Prompt 1:
In the grammar text, what is the core meaning of the first use of the ablative?
Prompt 2:
Copy the grammar text word for word, from "This table is" to "(literally 'from fear')".

Page text:
━━━━━━

Use 1: source and origin — "from / out of / off"

The core meaning is motion away from a starting point. Verbs of leaving, exiting, coming, getting off, taking out, and being afraid all point back to a source marked with the ablative.

Bu tren Ankara'dan geliyor, biraz rötarlı.

This train is coming from Ankara, it's a bit delayed.

Bir sonraki durakta otobüsten ineceğim.

I'm getting off the bus at the next stop.

Cüzdanımı cebimden çıkardım ama param yoktu.

I took my wallet out of my pocket, but I had no money.

Origin in the sense of where someone is from also uses the ablative: Nerelisin? "Where are you from?" is answered with an ablative-derived adjective, but the plain "I came from Izmir" is İzmir'den geldim. Proper nouns take an apostrophe: Ankara'dan, İzmir'den.

Use 2: material and cause — "made of / because of"

The ablative also answers "out of what?" in two senses: the physical material a thing is made from, and the reason something happens. The logic is the same in both — the result originates from the material or the cause, so it flows "out of" it.

Bu masa tamamen meşeden yapılmış, çok ağır.

This table is made entirely of oak, it's very heavy.

Korkudan yerimden kıpırdayamadım.

I couldn't move from where I stood out of fear. (literally 'from fear')

Yorgunluktan gözlerim kapanıyor.

My eyes are closing from tiredness.

━━━━━━

Supplied material:
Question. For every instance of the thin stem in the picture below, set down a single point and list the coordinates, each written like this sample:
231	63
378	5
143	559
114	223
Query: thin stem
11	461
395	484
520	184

━━━━━━

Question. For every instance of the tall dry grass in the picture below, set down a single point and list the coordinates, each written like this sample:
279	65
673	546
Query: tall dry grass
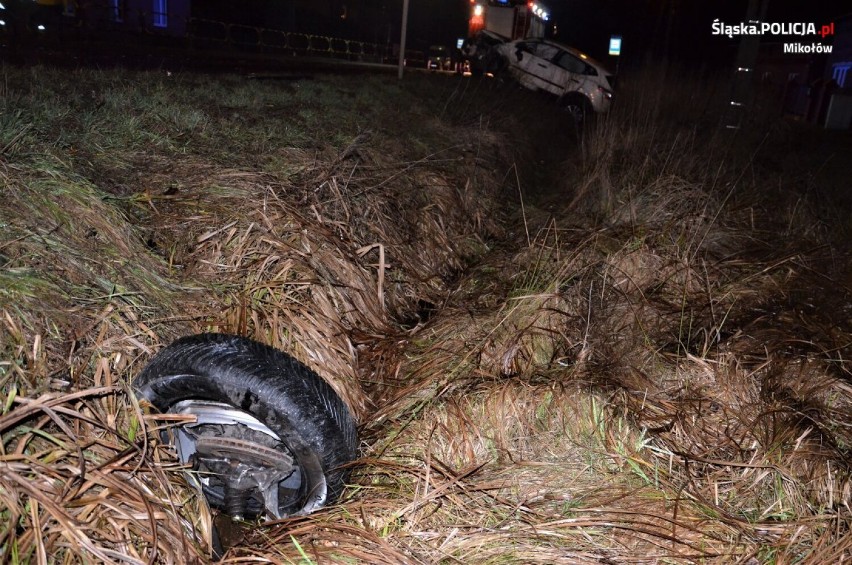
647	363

━━━━━━

Problem solution 1:
Motion away from a starting point.

Problem solution 2:
This table is made entirely of oak, it's very heavy.

Korkudan yerimden kıpırdayamadım.

I couldn't move from where I stood out of fear. (literally 'from fear')